• **What the task requires**:
The reply should hold only the lines below beginning at the one with "# test: locate returns one pin per instance" and ending at the one with "Target: white glove", copied exactly, with every picture left out.

• **Dataset**:
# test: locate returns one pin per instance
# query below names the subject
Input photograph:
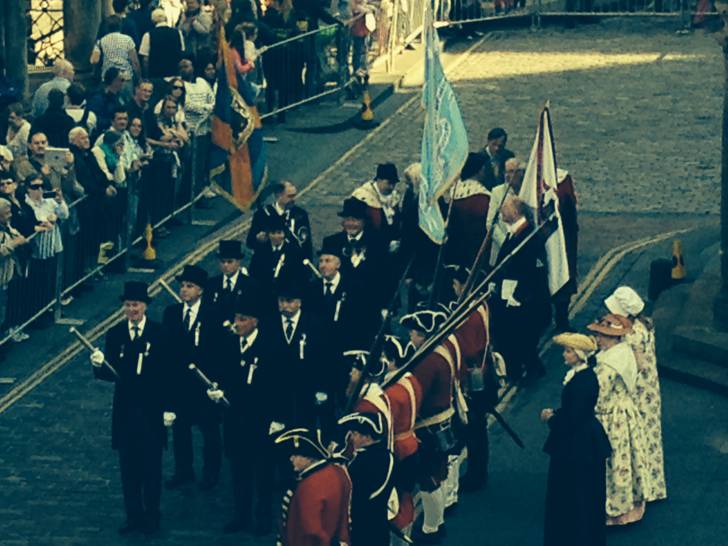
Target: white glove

==

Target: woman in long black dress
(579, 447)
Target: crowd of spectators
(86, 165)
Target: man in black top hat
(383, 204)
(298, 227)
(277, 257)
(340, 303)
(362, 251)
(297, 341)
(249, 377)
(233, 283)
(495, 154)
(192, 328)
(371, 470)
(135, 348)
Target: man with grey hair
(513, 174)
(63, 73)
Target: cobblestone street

• **Response box**:
# test: locate returns one pin per instance
# query below names the subject
Input photograph:
Target: white glove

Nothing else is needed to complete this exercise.